§ Отрывок текста:
※
1. Морозов М.М. Послесловие // Сонеты Шекспира в переводах Маршака. М., 1948.

Среди широких читательских (кругов сонеты Шекспира были у нас до сих пор мало популярны, в особенности по сравнению с его прославленными драматическими произведениями. И однако, стоило только переводам Маршака появиться в журналах, как сонетами Шекспира живо заинтересовались советские читатели разных возрастов и разных профессий. Одна из причин заключается, несомненно, в том, что в этих новых переводах шекспировские сонеты, облекшись в одежды другого языка, сохранили свое звучание, свою мелодию. Чтобы убедиться в мелодическом разнообразии переводов, достаточно, например, сравнить тихую, сосредоточенную мелодию сонета 30:

Когда на суд безмолвных, тайных дум Я вызываю голоса былого...

с горячим и вместе с тем сдержанным пафосом сонета 31:

В твоей груди я слышу все сердца, Что я считал сокрытыми в могилах...

с грозными раскатами сонета 19:

Ты притупи, о время, когти льва, Клыки из пасти леопарда рви...

с ясной и радостной музыкой сонета 130:

Не знаю я, как шествуют богини, Но милая ступает по земле...

и с почти "разговорной", чуть насмешливой интонацией сонета 143:

Нередко для того, чтобы поймать Шальную курицу иль петуха...

Но не только каждый шекспировский сонет имеет свою мелодию. Мелодия часто изменяется внутри сонета. Или, говоря точнее, изменяется тембр, интонация голоса, - произносящего сонет. Мы сразу же узнаем этот голос. Недаром сам автор сонетов пишет о себе (в сонете 76):

И кажется, по имени назвать Меня в стихах любое может слово.

Голос этот необычайно богат оттенками. Откроем книжку, прислушаемся к сонету 33. В последней строке второго четверостишия голос повышается почти до пафоса, когда Шекспир говорит о тучах, которые ползут над миром омраченным,

Лишая землю царственных щедрот.

И вдруг интонация меняется, становится ласковой, задушевной:

Так солнышко мое взошло на час...

В передаче этих живых модуляций состоит, как нам кажется, одно из главных достоинств переводов С. Маршака. И это, быть может, особенно важно при переводе Шекспира, который и в сонетах всегда оставался драматургом, творцом многообразной человеческой речи. Сонеты Шекспира по сравнению со многими другими сонетами той эпохи ближе к монологам.
※
§ Исходные записи:
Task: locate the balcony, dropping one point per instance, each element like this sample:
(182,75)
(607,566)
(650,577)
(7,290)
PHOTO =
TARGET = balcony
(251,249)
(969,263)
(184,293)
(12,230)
※
§ Что требуется: Продолжите текст о переводах сонетов Шекспира, сделанных Маршаком, начиная сразу после его последнего предложения.

§ Ответ:
Напомним, что форма сонета была использована Шекспиром и в его драматических произведениях. Так, например, первый диалог Ромео и Джульетты на балу у Капулетти написан в форме сонета. Метафоры, встречающиеся в этом сонете, представляют интерес лишь для специалиста, изучающего эпоху Шекспира: Ромео сравнивает Джульетту со святой, любовные признания - с молитвами, свои собственные губы - с "покрасневшими от стыда пилигримами". Так говорили в ту эпоху знатные юноши. Но тот, кто не вслушался в этот диалог и не расслышал робеющего и в то же время чуть насмешливого голоса Джульетты (ей немного смешна вся эта игра "в пилигримов" и "святых" или уж очень ей весело), тот не понял этих строк. Вот точно так же важно вслушаться в сонеты Шекспира, чтобы уловить оттенки, составляющие их эмоциональное богатство.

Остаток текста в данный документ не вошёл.